Data records -

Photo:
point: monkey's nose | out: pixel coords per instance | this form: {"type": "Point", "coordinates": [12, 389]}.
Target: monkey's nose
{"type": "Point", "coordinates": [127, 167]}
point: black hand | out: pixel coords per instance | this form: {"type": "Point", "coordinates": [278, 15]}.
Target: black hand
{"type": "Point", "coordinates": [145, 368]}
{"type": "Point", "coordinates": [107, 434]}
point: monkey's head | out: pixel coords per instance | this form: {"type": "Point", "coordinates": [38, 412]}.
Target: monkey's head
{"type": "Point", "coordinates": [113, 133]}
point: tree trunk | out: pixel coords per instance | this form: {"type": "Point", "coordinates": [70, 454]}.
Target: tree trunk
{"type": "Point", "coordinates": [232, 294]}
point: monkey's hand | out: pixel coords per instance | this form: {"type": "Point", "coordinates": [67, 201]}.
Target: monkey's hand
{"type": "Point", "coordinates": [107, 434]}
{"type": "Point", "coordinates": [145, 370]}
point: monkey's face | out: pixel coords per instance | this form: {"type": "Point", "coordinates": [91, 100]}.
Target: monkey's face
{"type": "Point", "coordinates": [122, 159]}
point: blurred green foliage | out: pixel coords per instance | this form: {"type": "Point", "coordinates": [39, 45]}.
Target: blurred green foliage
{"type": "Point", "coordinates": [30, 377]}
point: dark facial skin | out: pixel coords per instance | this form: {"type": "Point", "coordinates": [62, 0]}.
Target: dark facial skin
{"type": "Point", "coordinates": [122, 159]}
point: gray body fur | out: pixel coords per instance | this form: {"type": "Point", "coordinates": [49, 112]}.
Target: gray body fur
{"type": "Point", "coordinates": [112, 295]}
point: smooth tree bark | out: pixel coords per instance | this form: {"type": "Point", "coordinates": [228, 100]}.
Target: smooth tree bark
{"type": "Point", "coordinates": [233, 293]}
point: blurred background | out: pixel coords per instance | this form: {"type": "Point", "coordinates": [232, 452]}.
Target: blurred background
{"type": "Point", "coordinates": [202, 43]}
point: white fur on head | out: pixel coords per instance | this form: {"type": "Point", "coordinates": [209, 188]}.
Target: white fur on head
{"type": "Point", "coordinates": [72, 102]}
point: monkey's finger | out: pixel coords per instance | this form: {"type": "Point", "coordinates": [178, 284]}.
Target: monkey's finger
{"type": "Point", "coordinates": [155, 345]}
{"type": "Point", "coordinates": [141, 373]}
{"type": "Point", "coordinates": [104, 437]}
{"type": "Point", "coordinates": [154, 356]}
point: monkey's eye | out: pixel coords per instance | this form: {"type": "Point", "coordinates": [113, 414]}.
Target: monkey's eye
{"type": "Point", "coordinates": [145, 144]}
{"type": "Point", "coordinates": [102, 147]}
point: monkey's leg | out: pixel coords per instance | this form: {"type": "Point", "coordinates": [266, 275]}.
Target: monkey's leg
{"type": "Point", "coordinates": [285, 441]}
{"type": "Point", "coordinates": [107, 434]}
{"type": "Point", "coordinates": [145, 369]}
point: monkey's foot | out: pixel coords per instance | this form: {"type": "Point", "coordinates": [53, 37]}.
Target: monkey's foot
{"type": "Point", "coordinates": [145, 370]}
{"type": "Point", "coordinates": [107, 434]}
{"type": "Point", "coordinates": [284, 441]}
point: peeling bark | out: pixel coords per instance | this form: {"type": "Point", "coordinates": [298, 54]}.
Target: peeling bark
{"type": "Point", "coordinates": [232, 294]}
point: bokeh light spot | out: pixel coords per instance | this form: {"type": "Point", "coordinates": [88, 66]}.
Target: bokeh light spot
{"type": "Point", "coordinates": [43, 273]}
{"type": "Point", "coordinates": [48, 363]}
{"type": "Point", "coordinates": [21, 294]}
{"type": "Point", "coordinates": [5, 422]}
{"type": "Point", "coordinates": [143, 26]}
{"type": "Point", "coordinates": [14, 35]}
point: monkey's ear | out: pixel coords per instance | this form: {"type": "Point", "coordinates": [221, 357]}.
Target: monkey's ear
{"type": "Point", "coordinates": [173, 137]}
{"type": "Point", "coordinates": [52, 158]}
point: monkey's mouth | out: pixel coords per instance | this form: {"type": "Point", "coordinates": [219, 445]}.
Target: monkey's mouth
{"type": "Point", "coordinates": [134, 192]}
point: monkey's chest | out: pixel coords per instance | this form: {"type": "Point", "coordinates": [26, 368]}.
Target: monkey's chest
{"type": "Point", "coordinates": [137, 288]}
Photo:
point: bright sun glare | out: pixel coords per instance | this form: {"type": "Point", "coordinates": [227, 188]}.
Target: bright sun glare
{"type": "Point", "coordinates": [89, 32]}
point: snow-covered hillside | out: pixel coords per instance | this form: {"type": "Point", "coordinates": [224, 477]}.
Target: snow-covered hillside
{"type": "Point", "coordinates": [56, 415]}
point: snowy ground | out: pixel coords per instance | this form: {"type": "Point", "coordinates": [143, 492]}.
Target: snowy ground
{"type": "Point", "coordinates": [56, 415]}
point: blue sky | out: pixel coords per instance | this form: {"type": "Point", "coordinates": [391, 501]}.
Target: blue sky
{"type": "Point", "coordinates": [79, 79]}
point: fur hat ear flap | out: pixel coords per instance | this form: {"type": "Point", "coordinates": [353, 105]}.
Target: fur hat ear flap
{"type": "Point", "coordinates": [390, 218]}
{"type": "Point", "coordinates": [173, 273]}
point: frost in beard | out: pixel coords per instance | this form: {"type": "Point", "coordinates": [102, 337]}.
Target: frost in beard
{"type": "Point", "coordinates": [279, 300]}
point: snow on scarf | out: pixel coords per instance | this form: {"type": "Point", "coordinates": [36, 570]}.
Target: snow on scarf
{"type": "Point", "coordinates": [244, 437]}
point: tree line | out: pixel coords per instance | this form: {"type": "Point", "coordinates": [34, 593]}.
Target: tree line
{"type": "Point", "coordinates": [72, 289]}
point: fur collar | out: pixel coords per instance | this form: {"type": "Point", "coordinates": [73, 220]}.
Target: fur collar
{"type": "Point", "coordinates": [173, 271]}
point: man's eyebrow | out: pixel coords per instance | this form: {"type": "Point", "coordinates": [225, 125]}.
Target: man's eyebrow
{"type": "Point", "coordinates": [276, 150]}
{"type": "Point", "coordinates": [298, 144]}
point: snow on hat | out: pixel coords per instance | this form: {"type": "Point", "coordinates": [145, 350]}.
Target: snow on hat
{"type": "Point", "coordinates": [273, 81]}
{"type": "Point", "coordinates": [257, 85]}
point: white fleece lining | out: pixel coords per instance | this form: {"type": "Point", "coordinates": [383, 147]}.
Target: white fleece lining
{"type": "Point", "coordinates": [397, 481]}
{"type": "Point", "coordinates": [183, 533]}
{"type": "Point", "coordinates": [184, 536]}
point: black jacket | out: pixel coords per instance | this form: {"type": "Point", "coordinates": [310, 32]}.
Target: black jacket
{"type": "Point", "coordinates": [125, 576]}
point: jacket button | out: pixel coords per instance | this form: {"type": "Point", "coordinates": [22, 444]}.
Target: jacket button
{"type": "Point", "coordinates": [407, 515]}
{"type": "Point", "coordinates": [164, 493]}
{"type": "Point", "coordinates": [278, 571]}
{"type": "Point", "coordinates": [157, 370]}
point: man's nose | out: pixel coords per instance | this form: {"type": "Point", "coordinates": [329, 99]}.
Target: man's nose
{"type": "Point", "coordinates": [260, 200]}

Directions for this task - Take the lines above and print them exactly.

Result of the task -
Photo:
point: monkey's nose | out: pixel coords per instance | this form: {"type": "Point", "coordinates": [12, 389]}.
Target: monkey's nose
{"type": "Point", "coordinates": [127, 167]}
point: black hand | out: pixel coords per instance | this form: {"type": "Point", "coordinates": [278, 15]}.
Target: black hand
{"type": "Point", "coordinates": [145, 368]}
{"type": "Point", "coordinates": [107, 434]}
point: monkey's head | out: pixel coords per instance | this form: {"type": "Point", "coordinates": [38, 412]}.
Target: monkey's head
{"type": "Point", "coordinates": [113, 133]}
point: tree trunk | out: pixel coords per instance | this form: {"type": "Point", "coordinates": [70, 454]}.
Target: tree trunk
{"type": "Point", "coordinates": [232, 294]}
point: monkey's hand | out: pixel coords per instance | this form: {"type": "Point", "coordinates": [67, 201]}.
Target: monkey's hand
{"type": "Point", "coordinates": [107, 434]}
{"type": "Point", "coordinates": [145, 370]}
point: monkey's face | out: pixel coords per instance | this form: {"type": "Point", "coordinates": [91, 100]}.
Target: monkey's face
{"type": "Point", "coordinates": [122, 159]}
point: blurred green foliage | out: pixel coords per instance | this form: {"type": "Point", "coordinates": [39, 45]}.
Target: blurred green foliage
{"type": "Point", "coordinates": [30, 377]}
point: dark facial skin | out: pixel coords per instance | this form: {"type": "Point", "coordinates": [62, 0]}.
Target: dark facial skin
{"type": "Point", "coordinates": [122, 159]}
point: gray body fur | out: pixel coords per instance | this form: {"type": "Point", "coordinates": [49, 112]}.
Target: gray body fur
{"type": "Point", "coordinates": [112, 295]}
point: smooth tree bark | out: pixel coords per instance | this form: {"type": "Point", "coordinates": [228, 100]}.
Target: smooth tree bark
{"type": "Point", "coordinates": [233, 293]}
point: blurred background | out: pixel coords per instance | this form: {"type": "Point", "coordinates": [232, 452]}.
Target: blurred background
{"type": "Point", "coordinates": [202, 43]}
point: white fur on head | out: pixel coords per instance | this form: {"type": "Point", "coordinates": [209, 188]}.
Target: white fur on head
{"type": "Point", "coordinates": [72, 102]}
point: monkey's finger | out: pixel coords per instance | this form: {"type": "Point", "coordinates": [178, 284]}.
Target: monkey's finger
{"type": "Point", "coordinates": [155, 345]}
{"type": "Point", "coordinates": [141, 373]}
{"type": "Point", "coordinates": [104, 437]}
{"type": "Point", "coordinates": [154, 356]}
point: monkey's eye | out: pixel coords per instance | this form: {"type": "Point", "coordinates": [113, 414]}.
Target: monkey's eye
{"type": "Point", "coordinates": [145, 144]}
{"type": "Point", "coordinates": [102, 147]}
point: monkey's leg | out: pixel coords per instance | this form: {"type": "Point", "coordinates": [266, 275]}.
Target: monkey's leg
{"type": "Point", "coordinates": [285, 441]}
{"type": "Point", "coordinates": [107, 434]}
{"type": "Point", "coordinates": [145, 369]}
point: monkey's foot | out: pixel coords per instance | this form: {"type": "Point", "coordinates": [53, 37]}.
Target: monkey's foot
{"type": "Point", "coordinates": [145, 370]}
{"type": "Point", "coordinates": [107, 434]}
{"type": "Point", "coordinates": [284, 441]}
point: peeling bark | out: pixel coords per instance | this form: {"type": "Point", "coordinates": [298, 54]}.
Target: peeling bark
{"type": "Point", "coordinates": [232, 294]}
point: bokeh light spot | out: pixel coords per instance | this form: {"type": "Point", "coordinates": [88, 66]}.
Target: bokeh light spot
{"type": "Point", "coordinates": [43, 273]}
{"type": "Point", "coordinates": [48, 363]}
{"type": "Point", "coordinates": [21, 294]}
{"type": "Point", "coordinates": [5, 422]}
{"type": "Point", "coordinates": [143, 26]}
{"type": "Point", "coordinates": [14, 35]}
point: monkey's ear | out: pixel coords per instance | this form: {"type": "Point", "coordinates": [221, 357]}.
Target: monkey's ear
{"type": "Point", "coordinates": [173, 137]}
{"type": "Point", "coordinates": [52, 158]}
point: monkey's mouth | out: pixel coords per instance | this form: {"type": "Point", "coordinates": [219, 445]}.
Target: monkey's mouth
{"type": "Point", "coordinates": [134, 192]}
point: monkey's chest | out: pixel coords per instance | this form: {"type": "Point", "coordinates": [26, 368]}.
Target: monkey's chest
{"type": "Point", "coordinates": [137, 288]}
Photo:
point: bright sun glare | out: pixel coords per instance | this form: {"type": "Point", "coordinates": [227, 188]}.
Target: bright sun glare
{"type": "Point", "coordinates": [89, 32]}
point: snow-covered hillside | out: pixel coords per instance | this form: {"type": "Point", "coordinates": [224, 477]}.
Target: snow-covered hillside
{"type": "Point", "coordinates": [56, 415]}
point: snowy ground | out: pixel coords per instance | this form: {"type": "Point", "coordinates": [143, 492]}.
Target: snowy ground
{"type": "Point", "coordinates": [56, 415]}
point: blue sky | out: pixel coords per instance | this form: {"type": "Point", "coordinates": [391, 501]}.
Target: blue sky
{"type": "Point", "coordinates": [79, 79]}
point: fur hat ear flap | out: pixel coords per instance | this form: {"type": "Point", "coordinates": [353, 105]}.
Target: fur hat ear flap
{"type": "Point", "coordinates": [390, 218]}
{"type": "Point", "coordinates": [173, 273]}
point: frost in beard | out: pixel coords per instance | this form: {"type": "Point", "coordinates": [102, 337]}.
Target: frost in beard
{"type": "Point", "coordinates": [279, 300]}
point: snow on scarf | out: pixel coords per instance | this form: {"type": "Point", "coordinates": [36, 570]}.
Target: snow on scarf
{"type": "Point", "coordinates": [244, 437]}
point: tree line | out: pixel coords per instance | this form: {"type": "Point", "coordinates": [34, 593]}.
Target: tree line
{"type": "Point", "coordinates": [72, 289]}
point: fur collar | out: pixel coords per instance | this form: {"type": "Point", "coordinates": [73, 220]}.
Target: fur collar
{"type": "Point", "coordinates": [173, 271]}
point: man's eyebrow | out: pixel coords per instance | this form: {"type": "Point", "coordinates": [225, 125]}.
Target: man's eyebrow
{"type": "Point", "coordinates": [276, 150]}
{"type": "Point", "coordinates": [298, 144]}
point: snow on hat | out: pixel coords per instance | this form: {"type": "Point", "coordinates": [145, 350]}.
Target: snow on hat
{"type": "Point", "coordinates": [273, 81]}
{"type": "Point", "coordinates": [257, 85]}
point: white fleece lining | out: pixel coords per instance | this form: {"type": "Point", "coordinates": [383, 147]}.
Target: white fleece lining
{"type": "Point", "coordinates": [397, 481]}
{"type": "Point", "coordinates": [183, 533]}
{"type": "Point", "coordinates": [184, 536]}
point: black jacket | out: pixel coords per instance | this form: {"type": "Point", "coordinates": [310, 32]}.
Target: black jacket
{"type": "Point", "coordinates": [125, 576]}
point: jacket button | out: pixel coords per instance | this form: {"type": "Point", "coordinates": [22, 444]}.
Target: jacket button
{"type": "Point", "coordinates": [407, 515]}
{"type": "Point", "coordinates": [164, 493]}
{"type": "Point", "coordinates": [278, 571]}
{"type": "Point", "coordinates": [157, 370]}
point: man's nose | out: pixel coords per instance | this form: {"type": "Point", "coordinates": [329, 99]}.
Target: man's nose
{"type": "Point", "coordinates": [260, 200]}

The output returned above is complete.